● **Problem to solve**: Word for word, set down the records and skip each picture.

##########

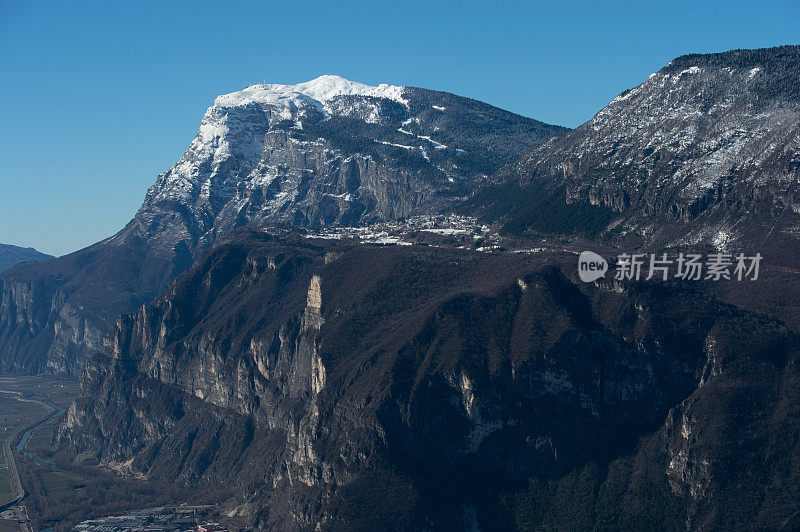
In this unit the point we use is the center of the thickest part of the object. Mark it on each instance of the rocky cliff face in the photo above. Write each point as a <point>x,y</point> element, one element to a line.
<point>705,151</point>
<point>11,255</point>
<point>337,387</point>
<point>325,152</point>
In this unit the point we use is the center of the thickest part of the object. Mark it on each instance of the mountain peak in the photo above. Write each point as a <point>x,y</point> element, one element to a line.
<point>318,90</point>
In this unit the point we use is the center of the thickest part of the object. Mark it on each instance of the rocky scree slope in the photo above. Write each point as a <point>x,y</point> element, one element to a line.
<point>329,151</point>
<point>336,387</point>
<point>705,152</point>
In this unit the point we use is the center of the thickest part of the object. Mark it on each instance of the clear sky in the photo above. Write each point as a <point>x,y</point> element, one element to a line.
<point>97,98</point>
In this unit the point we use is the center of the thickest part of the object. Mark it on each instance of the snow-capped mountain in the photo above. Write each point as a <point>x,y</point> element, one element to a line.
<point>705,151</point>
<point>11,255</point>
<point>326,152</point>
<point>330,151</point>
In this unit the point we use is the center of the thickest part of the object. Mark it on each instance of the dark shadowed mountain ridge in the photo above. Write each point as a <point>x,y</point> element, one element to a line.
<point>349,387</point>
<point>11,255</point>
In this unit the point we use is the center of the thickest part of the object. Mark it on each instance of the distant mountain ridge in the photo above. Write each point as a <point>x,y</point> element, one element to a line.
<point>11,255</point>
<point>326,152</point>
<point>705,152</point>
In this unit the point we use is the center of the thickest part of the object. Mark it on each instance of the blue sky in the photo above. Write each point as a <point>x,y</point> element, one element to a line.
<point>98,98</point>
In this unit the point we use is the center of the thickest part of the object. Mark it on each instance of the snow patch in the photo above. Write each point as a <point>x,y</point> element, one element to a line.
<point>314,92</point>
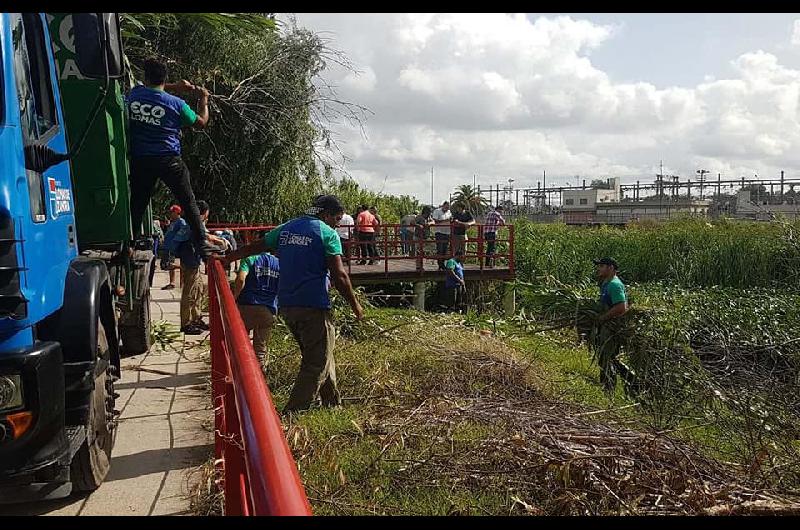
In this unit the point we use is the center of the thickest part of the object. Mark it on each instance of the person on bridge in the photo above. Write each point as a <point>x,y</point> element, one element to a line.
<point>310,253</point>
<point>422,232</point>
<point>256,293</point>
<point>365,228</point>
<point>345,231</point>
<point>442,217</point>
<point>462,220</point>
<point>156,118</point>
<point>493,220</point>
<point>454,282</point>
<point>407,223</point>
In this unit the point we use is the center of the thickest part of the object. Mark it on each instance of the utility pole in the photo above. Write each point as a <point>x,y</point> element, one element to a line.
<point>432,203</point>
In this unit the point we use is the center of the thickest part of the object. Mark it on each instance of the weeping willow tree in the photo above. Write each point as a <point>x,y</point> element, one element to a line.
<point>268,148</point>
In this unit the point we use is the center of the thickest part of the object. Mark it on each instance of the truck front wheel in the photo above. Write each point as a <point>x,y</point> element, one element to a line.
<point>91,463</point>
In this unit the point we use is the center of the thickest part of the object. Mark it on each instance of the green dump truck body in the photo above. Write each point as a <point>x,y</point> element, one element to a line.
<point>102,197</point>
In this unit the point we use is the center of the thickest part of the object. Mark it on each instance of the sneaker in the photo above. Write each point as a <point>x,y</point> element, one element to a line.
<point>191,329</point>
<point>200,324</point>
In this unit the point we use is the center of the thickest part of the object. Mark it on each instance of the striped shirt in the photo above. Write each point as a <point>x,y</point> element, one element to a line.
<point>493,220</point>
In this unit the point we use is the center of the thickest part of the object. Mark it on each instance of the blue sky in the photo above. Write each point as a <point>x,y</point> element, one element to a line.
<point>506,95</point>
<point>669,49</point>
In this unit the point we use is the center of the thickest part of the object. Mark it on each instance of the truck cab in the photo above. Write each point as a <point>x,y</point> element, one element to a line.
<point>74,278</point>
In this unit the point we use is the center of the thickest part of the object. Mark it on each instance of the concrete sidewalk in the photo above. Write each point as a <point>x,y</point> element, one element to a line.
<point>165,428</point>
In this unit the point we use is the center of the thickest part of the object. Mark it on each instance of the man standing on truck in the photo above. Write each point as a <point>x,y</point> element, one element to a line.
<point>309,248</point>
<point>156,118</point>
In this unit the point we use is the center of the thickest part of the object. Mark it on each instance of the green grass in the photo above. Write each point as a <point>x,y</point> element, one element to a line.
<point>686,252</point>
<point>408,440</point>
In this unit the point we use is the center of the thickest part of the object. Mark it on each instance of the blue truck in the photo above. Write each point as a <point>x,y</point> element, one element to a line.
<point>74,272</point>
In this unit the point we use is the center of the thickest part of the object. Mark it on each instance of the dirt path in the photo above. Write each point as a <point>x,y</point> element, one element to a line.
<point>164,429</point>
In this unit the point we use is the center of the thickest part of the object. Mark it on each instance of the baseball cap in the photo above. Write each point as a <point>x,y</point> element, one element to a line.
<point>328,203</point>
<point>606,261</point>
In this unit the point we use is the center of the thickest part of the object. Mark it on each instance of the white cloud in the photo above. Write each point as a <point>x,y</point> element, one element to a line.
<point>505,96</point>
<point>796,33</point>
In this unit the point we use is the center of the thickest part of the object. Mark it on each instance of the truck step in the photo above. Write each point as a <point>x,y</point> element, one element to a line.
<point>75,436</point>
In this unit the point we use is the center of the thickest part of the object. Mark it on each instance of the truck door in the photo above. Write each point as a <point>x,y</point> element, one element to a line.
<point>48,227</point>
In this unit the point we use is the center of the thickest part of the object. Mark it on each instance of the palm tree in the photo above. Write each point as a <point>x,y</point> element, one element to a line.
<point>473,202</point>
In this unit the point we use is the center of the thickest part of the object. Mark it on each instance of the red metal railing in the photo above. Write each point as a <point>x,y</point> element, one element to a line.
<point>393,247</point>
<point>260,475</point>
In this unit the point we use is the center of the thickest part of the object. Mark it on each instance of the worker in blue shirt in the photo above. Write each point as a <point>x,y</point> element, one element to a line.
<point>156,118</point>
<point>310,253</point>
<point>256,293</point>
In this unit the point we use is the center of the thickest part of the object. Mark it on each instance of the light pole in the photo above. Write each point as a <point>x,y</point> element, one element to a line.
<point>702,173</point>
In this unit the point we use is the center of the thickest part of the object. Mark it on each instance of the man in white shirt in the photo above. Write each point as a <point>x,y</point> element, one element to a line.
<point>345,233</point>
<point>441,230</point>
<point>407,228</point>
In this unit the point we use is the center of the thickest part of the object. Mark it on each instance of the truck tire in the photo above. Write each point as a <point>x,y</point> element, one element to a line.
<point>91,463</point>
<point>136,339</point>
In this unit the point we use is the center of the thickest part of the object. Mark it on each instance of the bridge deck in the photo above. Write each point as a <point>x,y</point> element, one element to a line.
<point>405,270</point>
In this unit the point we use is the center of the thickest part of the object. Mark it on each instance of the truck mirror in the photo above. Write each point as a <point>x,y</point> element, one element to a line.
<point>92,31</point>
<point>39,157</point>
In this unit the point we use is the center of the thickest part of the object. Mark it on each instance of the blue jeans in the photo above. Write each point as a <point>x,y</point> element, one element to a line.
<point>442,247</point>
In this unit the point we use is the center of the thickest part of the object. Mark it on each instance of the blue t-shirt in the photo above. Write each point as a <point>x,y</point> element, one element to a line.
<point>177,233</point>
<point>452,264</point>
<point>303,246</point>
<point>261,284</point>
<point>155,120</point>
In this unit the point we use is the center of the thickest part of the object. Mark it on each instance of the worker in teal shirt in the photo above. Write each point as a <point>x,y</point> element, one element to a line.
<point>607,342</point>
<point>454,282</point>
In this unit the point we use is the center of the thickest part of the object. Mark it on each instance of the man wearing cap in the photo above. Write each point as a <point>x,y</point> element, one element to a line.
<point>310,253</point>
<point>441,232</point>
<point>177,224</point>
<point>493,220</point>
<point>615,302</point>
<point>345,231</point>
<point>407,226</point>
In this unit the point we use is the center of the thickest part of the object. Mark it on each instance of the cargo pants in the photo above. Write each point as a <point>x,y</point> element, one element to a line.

##########

● **Answer for this exercise**:
In this unit the point we use is the center of the thickest part of the object. Mark it on each instance of the rocky cliff face in the photo above. Write each point as a <point>x,y</point> element, one element to a line.
<point>705,151</point>
<point>11,255</point>
<point>337,387</point>
<point>325,152</point>
In this unit the point we use is the center of the thickest part of the object. Mark it on each instance of the mountain peak in the photo above. Write each point as a <point>x,y</point> element, one element to a line.
<point>318,90</point>
In this unit the point we use is the center of the thickest part of the object. Mark it on each instance of the rocky scree slope in the photo above. Write each point as a <point>x,y</point> element, one element to a line.
<point>329,151</point>
<point>336,387</point>
<point>705,152</point>
In this unit the point we use is the center of the thickest part of the object. Mark it on each instance of the clear sky in the photo above. Write each point as a <point>x,y</point> element, one element to a line.
<point>97,98</point>
In this unit the point we use is the center of the thickest part of the object. Mark it on each instance of the snow-capped mountain in the photo above. Write each point as a <point>x,y</point> element, one element to a line.
<point>705,151</point>
<point>11,255</point>
<point>326,152</point>
<point>330,151</point>
In this unit the point we use is the center of the thickest part of the object. Mark it on each instance of the dark shadowed mountain ridge in the photo above. Write each point as a <point>x,y</point> element, one element to a line.
<point>349,387</point>
<point>11,255</point>
In this unit the point we use is the center of the thickest part of the object. Mark it on each instance of the distant mountain ridge in the photo above. Write each point as a <point>x,y</point> element, one element to a line.
<point>11,255</point>
<point>326,152</point>
<point>705,152</point>
In this unit the point we use is the center of the thickest part of the object. Mark it on each instance of the blue sky in the photo above. Write each point as a <point>x,y</point> element, one element to a line.
<point>98,98</point>
In this unit the point we use is the center of the thickest part of the object. Mark it on each instance of the snow patch in the photo above. Write each point as a <point>x,y</point> element, one element to a line.
<point>314,92</point>
In this unit the point we use is the center of the thickest part of the object. Mark it on each instance of the person on bridge in the photo above. Write each point as a <point>x,y</point> element, one element to a line.
<point>310,253</point>
<point>422,232</point>
<point>256,293</point>
<point>365,228</point>
<point>345,231</point>
<point>442,217</point>
<point>462,220</point>
<point>156,118</point>
<point>493,220</point>
<point>454,282</point>
<point>407,223</point>
In this unit the point we use is the center of the thickest part of the object. Mark it on each instance of the utility pole in the photo above. Write each point as a <point>x,y</point> element, one element to a line.
<point>432,203</point>
In this unit the point we use is the center of the thickest part of the object. Mark it on each instance of the weeping willow tree in the photo above. Write each point as a <point>x,y</point> element, one element to a line.
<point>268,148</point>
In this unit the point we use is the center of the thickest part of the object. Mark it on each instance of the truck front wheel in the photo above. Write each point as a <point>x,y</point> element, one element to a line.
<point>91,463</point>
In this unit the point we use is the center of the thickest part of the object. Mark it on each instance of the green dump truck body in the photo above. Write each point as a <point>x,y</point> element, one element to a line.
<point>102,197</point>
In this unit the point we use is the center of the thickest part of the object. Mark it on each instance of the sneaker in the photo above. Write each point as a <point>x,y</point> element, one element to a line.
<point>191,329</point>
<point>200,324</point>
In this unit the point we use is the center of the thickest part of the object. Mark it on each instance of the striped shirt in the photo above. Write each point as a <point>x,y</point> element, one element to a line.
<point>493,220</point>
In this unit the point we use is the center of the thickest part of the object. Mark it on each instance of the blue sky in the photo above. Write each point as a <point>x,y</point> element, one element to a line.
<point>506,95</point>
<point>669,49</point>
In this unit the point we use is the center of the thickest part of the object. Mark it on each instance of the truck cab in the photo above. Write each point as a <point>x,y</point> element, one element to a line.
<point>74,278</point>
In this unit the point we use is the center of the thickest part of the object. Mark it on each instance of the concrete sidewalk in the photo above. Write each point as a <point>x,y</point> element, one element to a line.
<point>165,428</point>
In this unit the point we use is the center of the thickest part of the object. Mark it on each instance of the man standing on truck in the photo above. Write each point as a <point>x,y</point> element, one element to a line.
<point>309,248</point>
<point>156,118</point>
In this unit the point we use is the center of the thickest part of the object. Mark it on each instance of the green grass in the photo above. Write each point as a <point>x,y</point> element, one element to a line.
<point>686,252</point>
<point>408,440</point>
In this unit the point we use is the center of the thickest part of the object. Mark it on each instance of the blue truck in the photo above. Write each point as a <point>x,y</point> element, one element to a line.
<point>74,272</point>
In this unit the point we use is the center of the thickest part of the object. Mark it on each instance of the dirt path in the photo above. Write each point as a <point>x,y</point> element, one element to a line.
<point>164,429</point>
In this unit the point we use is the center of the thickest part of the object. Mark it on each instance of the baseball cap in the photo above. Write each point as a <point>x,y</point> element, one element to a line.
<point>328,203</point>
<point>606,261</point>
In this unit the point we use is the center of the thickest part of the object. Mark it on each instance of the white cloud in the photo above. Write each point as a <point>x,y</point> element, one element to a line.
<point>505,96</point>
<point>796,33</point>
In this unit the point we use is the center of the thickest part of the object. Mark it on each instance of the truck step in the photo above. Write each point as a <point>x,y</point> element, one element to a line.
<point>75,436</point>
In this unit the point we use is the center of the thickest part of the object. Mark it on each instance of the truck door in the photo above. Write each point as a <point>x,y</point> element, one element to a line.
<point>48,227</point>
In this unit the point we use is the center of the thickest part of the object. Mark it on each instance of the palm tree in the photo above. Write each point as a <point>x,y</point> element, one element to a line.
<point>473,202</point>
In this unit the point we use is the center of the thickest part of the object. Mark it on each instance of the red metal railing in the photo above. Write each point as a <point>x,y</point> element, one element to a line.
<point>393,247</point>
<point>260,475</point>
In this unit the point we use is the center of the thickest part of the object. Mark it on each instance of the worker in blue shirt in the photo above. Write each point as a <point>x,y</point> element, one element to a line.
<point>156,118</point>
<point>310,253</point>
<point>256,293</point>
In this unit the point we use is the center of the thickest part of the object. Mark it on each instance of the light pole in the photo above. Write each point as a <point>x,y</point> element, one element to a line.
<point>702,173</point>
In this unit the point we use is the center of the thickest part of the object. Mark it on each instance of the man in white shirt in the photo above. Write each point as a <point>x,y</point> element, one element to a line.
<point>345,233</point>
<point>441,230</point>
<point>407,228</point>
In this unit the point we use is the center of the thickest part of the object. Mark it on each instance of the truck tire in the photo above. Write each point as a <point>x,y</point> element, one element to a line.
<point>91,463</point>
<point>136,339</point>
In this unit the point we use is the center of the thickest part of the object. Mark it on each instance of the bridge deck in the photo above. Write each point as a <point>x,y</point> element, one element to a line.
<point>405,270</point>
In this unit the point we use is the center of the thickest part of the object. Mark it on each instance of the truck mirror in the photo above. Write each point as a <point>x,y</point> element, one element to a line.
<point>92,31</point>
<point>39,157</point>
In this unit the point we use is the center of the thickest part of the object. Mark it on each instance of the blue jeans in the photo above. Write each point as a <point>x,y</point> element, one element to a line.
<point>442,247</point>
In this unit the point we use is the center of the thickest part of the object. Mark it on each instance of the blue t-shirt in the photo above. Write each point as a <point>x,y</point> element, one element to a line.
<point>177,233</point>
<point>452,264</point>
<point>303,246</point>
<point>261,284</point>
<point>155,120</point>
In this unit the point we use is the center of the thickest part of the object. Mark it on each instance of the worker in teal shirt in the photo above. Write each point as a <point>x,y</point> element, one element to a line.
<point>607,342</point>
<point>454,282</point>
In this unit the point we use is the center of the thickest part of the object. Mark it on each instance of the man wearing cap in the photo above. Write each point as a <point>x,y</point> element, one element to a line.
<point>310,253</point>
<point>441,232</point>
<point>177,224</point>
<point>493,220</point>
<point>615,302</point>
<point>345,231</point>
<point>407,226</point>
In this unit the point we use is the center of the thickest part of the object. Mark it on each instance of the cargo pants in the photo above. Write each point as a <point>x,y</point> element, one element to a line.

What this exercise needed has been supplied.